Open ArielRotem1 opened 4 months ago
I believe this is something that should be posted in https://discuss.python.org/c/ideas/6 first. There are a lot of things to be discussed:
The idea should be mature and concrete (preferably discussed) before presented in issues :)
What a coincidence! I've implemented this a few days ago in my fork of the json library:
def _get_err_context(doc: str, pos: int) -> tuple[int, str]:
line_start: int = doc.rfind("\n", 0, pos) + 1
if (line_end := doc.find("\n", pos)) == -1:
line_end = len(doc)
max_chars: int = get_terminal_size().columns - 4 # leading spaces
min_start: int = min(line_end - max_chars, pos - max_chars // 2)
max_end: int = max(line_start + max_chars, pos + max_chars // 2)
text_start: int = max(min_start, line_start)
text_end: int = min(line_end, max_end)
text: str = doc[text_start:text_end]
if text_start > line_start:
text = "..." + text[3:]
if text_end < line_end:
text = text[:-3] + "..."
offset: int = pos - text_start + 1
return offset, text
class JSONDecodeError(SyntaxError):
"""JSON decode error."""

Excerpted records:
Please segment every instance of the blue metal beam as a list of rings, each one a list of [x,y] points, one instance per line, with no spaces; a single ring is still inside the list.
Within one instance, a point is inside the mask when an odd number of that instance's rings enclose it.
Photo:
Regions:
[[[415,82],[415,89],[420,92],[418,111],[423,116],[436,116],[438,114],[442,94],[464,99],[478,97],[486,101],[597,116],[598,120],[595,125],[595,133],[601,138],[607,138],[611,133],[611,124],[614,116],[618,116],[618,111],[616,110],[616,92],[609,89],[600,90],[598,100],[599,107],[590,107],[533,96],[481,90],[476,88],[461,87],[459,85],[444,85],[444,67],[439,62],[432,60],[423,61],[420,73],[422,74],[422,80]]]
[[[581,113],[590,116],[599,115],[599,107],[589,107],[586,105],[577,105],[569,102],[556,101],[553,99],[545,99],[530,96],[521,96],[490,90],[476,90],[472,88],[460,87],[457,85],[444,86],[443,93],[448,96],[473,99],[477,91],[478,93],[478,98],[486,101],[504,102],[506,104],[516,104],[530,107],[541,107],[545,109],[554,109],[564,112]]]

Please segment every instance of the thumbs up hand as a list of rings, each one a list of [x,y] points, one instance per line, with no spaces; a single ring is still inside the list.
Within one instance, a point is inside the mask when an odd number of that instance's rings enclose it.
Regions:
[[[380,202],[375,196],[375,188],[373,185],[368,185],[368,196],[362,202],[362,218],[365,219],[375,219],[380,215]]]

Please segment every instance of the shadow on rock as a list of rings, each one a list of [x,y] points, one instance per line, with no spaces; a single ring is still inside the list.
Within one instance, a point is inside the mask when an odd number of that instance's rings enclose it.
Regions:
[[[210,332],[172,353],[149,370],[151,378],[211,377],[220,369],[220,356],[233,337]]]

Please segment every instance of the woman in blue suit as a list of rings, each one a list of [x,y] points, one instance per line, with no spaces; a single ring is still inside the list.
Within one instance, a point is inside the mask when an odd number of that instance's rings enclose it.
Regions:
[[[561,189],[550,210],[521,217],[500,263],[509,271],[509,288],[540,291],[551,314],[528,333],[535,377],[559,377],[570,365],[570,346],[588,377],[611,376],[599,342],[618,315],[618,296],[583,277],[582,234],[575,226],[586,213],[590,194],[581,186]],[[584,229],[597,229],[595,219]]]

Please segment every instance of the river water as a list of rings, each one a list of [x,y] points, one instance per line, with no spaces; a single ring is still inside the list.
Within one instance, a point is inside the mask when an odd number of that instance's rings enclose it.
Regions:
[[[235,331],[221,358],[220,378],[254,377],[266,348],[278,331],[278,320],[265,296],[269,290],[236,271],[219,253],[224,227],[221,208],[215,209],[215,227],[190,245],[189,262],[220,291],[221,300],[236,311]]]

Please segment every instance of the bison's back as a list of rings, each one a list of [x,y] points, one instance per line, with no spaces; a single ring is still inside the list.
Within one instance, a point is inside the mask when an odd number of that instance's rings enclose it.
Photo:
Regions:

Given request A:
In the thread's code, which class does JSONDecodeError inherit from?
Given request B:
Take everything in the thread from "What a coincidence!" down to "int = min(line_end, max_end)" and write it out again, swapping "max_chars" for "char_limit".

Correct answer A:
SyntaxError

Correct answer B:
What a coincidence! I've implemented this a few days ago in my fork of the json library:
def _get_err_context(doc: str, pos: int) -> tuple[int, str]:
line_start: int = doc.rfind("\n", 0, pos) + 1
if (line_end := doc.find("\n", pos)) == -1:
line_end = len(doc)
char_limit: int = get_terminal_size().columns - 4 # leading spaces
min_start: int = min(line_end - char_limit, pos - char_limit // 2)
max_end: int = max(line_start + char_limit, pos + char_limit // 2)
text_start: int = max(min_start, line_start)
text_end: int = min(line_end, max_end)